» **Text under study**:

*** Begin section ***

Author: Chen, Yiliang
Title: Surgical action triplet recognition via triplet disentanglement
Advisors: Qin, Jing (SN)
Degree: M.Phil.
Year: 2024
Subject: Robotics in medicine
Surgery -- Data processing
Deep learning (Machine learning)
Hong Kong Polytechnic University -- Dissertations
Department: School of Nursing
Pages: xiii, 70 pages : color illustrations
Language: English
Abstract: This study investigates the analysis of surgical triplets in robotic procedure videos. The increasing integration of robotic techniques in minimally invasive surgeries necessitates systematic approaches for procedure interpretation. The research addresses three principal components of a surgical triplet: the instrument, the action, and the targeted organ, as well as their interrelationships, which collectively characterize the surgical process.

*** End section ***

(Referring-expression data)
*** Begin section ***

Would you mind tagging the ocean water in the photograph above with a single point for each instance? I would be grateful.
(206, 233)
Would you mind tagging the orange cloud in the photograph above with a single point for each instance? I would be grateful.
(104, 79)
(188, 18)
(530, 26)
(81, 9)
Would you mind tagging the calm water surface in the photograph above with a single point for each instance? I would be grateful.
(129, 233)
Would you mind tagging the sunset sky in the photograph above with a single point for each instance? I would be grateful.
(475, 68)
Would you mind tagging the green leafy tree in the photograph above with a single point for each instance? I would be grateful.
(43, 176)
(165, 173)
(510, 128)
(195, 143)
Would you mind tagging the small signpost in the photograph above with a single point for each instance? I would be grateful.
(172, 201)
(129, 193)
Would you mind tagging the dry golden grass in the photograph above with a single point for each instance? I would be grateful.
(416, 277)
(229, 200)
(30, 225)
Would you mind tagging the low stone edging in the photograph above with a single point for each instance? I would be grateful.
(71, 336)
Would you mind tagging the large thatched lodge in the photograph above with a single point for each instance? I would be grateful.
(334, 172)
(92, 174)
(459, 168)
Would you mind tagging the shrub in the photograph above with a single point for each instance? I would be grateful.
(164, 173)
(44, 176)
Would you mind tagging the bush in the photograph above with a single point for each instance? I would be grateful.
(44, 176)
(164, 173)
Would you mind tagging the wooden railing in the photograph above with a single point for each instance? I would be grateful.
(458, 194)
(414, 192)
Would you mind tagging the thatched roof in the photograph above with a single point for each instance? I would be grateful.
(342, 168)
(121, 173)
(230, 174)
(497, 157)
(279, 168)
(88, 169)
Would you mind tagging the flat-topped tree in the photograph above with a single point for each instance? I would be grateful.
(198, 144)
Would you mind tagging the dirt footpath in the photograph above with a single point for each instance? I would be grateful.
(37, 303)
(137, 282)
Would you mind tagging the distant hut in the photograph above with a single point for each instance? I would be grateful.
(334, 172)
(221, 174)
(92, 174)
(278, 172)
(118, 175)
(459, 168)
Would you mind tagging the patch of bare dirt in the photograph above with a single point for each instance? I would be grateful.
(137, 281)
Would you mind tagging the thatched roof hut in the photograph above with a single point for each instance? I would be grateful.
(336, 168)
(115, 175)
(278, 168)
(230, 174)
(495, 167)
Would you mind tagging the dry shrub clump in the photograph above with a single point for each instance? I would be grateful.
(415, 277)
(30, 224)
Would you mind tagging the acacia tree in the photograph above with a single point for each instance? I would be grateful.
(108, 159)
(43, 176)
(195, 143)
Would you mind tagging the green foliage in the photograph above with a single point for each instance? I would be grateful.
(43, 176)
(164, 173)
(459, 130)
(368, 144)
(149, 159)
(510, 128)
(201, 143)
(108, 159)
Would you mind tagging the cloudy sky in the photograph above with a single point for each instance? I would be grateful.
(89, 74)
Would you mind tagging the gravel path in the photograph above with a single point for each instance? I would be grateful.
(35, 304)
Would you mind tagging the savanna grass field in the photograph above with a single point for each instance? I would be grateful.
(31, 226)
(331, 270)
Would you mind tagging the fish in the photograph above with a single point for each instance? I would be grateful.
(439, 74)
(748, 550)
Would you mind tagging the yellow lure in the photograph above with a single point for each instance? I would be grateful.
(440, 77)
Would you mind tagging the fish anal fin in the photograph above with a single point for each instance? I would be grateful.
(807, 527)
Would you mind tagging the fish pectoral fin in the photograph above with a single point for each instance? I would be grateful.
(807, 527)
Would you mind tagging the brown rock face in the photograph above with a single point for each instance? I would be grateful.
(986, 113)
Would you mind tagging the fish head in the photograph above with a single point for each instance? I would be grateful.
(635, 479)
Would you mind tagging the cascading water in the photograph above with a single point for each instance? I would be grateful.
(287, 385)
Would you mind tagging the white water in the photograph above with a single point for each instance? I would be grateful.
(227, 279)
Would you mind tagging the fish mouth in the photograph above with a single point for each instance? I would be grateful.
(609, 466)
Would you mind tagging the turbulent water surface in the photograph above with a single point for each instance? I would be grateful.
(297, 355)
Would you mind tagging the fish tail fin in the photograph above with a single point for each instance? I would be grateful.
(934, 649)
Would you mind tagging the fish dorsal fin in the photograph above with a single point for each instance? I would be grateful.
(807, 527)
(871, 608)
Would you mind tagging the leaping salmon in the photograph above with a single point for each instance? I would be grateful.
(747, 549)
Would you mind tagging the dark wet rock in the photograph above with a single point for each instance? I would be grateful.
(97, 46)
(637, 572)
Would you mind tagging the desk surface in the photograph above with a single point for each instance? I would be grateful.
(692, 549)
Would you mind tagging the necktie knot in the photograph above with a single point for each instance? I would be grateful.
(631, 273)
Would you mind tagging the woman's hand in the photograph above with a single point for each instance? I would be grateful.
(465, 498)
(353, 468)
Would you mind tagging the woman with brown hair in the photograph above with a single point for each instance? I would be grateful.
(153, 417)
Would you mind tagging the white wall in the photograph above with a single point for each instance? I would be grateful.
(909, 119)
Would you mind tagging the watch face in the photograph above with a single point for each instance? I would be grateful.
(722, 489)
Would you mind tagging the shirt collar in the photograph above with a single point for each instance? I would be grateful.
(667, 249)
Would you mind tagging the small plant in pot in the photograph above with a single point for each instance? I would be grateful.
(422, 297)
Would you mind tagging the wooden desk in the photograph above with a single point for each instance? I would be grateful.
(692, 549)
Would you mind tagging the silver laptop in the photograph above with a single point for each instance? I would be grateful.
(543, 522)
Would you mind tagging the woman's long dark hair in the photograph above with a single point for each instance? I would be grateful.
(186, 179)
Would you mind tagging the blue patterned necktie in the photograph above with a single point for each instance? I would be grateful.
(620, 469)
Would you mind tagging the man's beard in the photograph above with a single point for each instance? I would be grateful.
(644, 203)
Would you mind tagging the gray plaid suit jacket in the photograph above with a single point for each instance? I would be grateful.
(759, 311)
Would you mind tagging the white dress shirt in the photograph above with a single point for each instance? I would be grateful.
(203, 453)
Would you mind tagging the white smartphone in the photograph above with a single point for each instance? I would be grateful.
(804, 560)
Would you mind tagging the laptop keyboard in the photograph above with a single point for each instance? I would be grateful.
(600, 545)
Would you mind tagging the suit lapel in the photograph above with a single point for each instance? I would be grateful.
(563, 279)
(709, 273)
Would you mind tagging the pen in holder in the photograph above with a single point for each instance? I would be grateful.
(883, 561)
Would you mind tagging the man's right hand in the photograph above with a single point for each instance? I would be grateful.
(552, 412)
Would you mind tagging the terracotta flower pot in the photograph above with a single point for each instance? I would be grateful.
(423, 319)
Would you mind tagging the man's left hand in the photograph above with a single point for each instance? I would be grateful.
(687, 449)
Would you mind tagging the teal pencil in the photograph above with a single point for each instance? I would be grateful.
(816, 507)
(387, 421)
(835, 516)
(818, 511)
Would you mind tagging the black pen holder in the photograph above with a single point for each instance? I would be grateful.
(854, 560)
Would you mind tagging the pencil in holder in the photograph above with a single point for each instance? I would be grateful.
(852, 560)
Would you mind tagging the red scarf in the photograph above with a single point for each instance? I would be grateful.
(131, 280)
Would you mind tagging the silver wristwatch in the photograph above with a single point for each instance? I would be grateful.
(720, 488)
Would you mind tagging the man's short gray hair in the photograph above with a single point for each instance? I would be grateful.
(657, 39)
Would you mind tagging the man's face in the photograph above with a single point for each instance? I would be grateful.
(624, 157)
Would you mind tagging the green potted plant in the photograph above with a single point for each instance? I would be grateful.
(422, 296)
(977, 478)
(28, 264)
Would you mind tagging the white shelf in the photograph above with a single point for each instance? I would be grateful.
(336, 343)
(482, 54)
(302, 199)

*** End section ***

» **Exercise aim**:
Rewrite the paragraph in the thesis record above that begins "This study investigates" as a short list that keeps its main facts.

» **Written response**:
- Subject: analysis of surgical triplets in videos of robotic procedures.
- Motivation: as robotic techniques are used more in minimally invasive surgery, systematic ways to interpret procedures are needed.
- Triplet components: the instrument, the action, and the targeted organ.
- Also covered: how these three components relate to one another, which together characterize the surgical process.